* [Task material]

+++++

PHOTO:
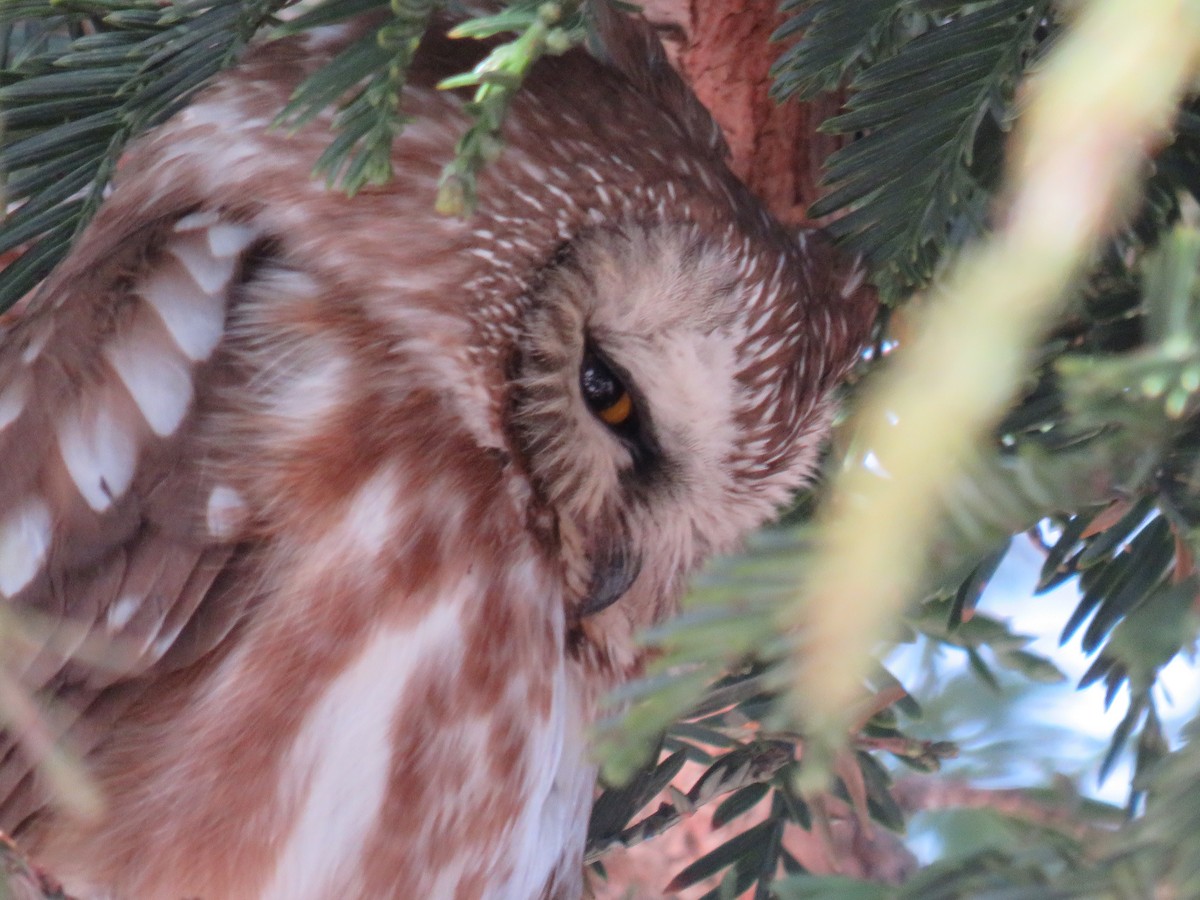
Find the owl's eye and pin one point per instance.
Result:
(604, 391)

+++++

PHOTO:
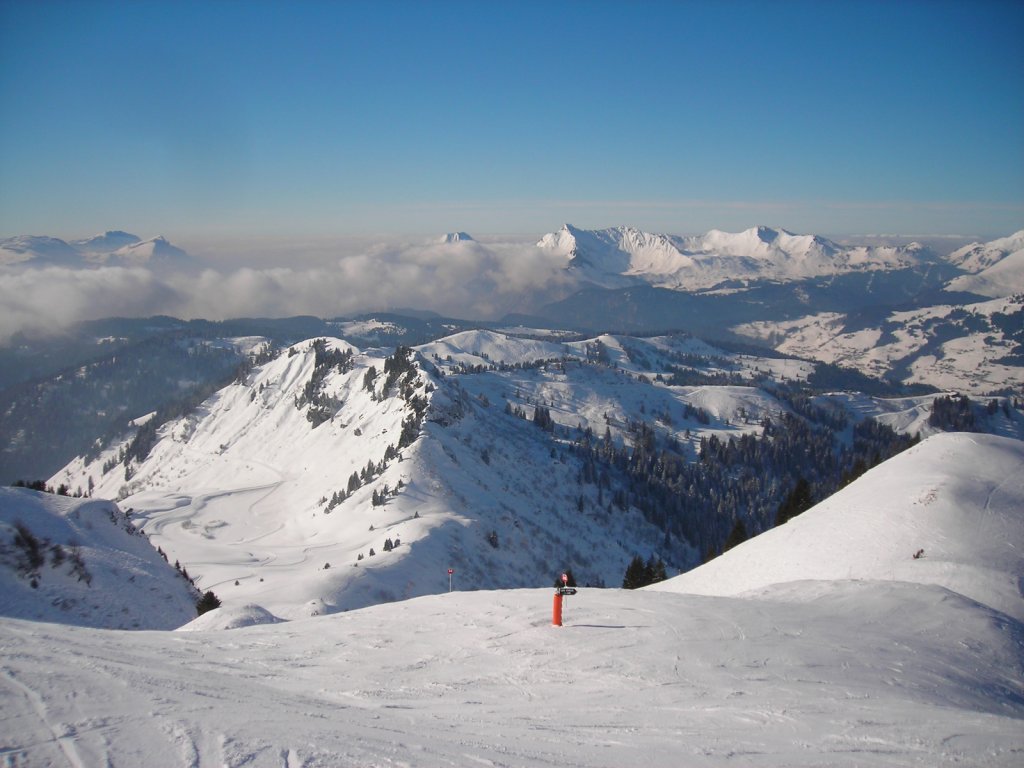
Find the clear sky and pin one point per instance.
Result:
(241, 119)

+++++

* [What the task requires] Which lines in the rows above contain the string "point", matching case exactly? Copy each such line.

* [Response to this exercise]
Find the owl's eye and pin one point per instance.
Find the clear sky and pin one point per instance.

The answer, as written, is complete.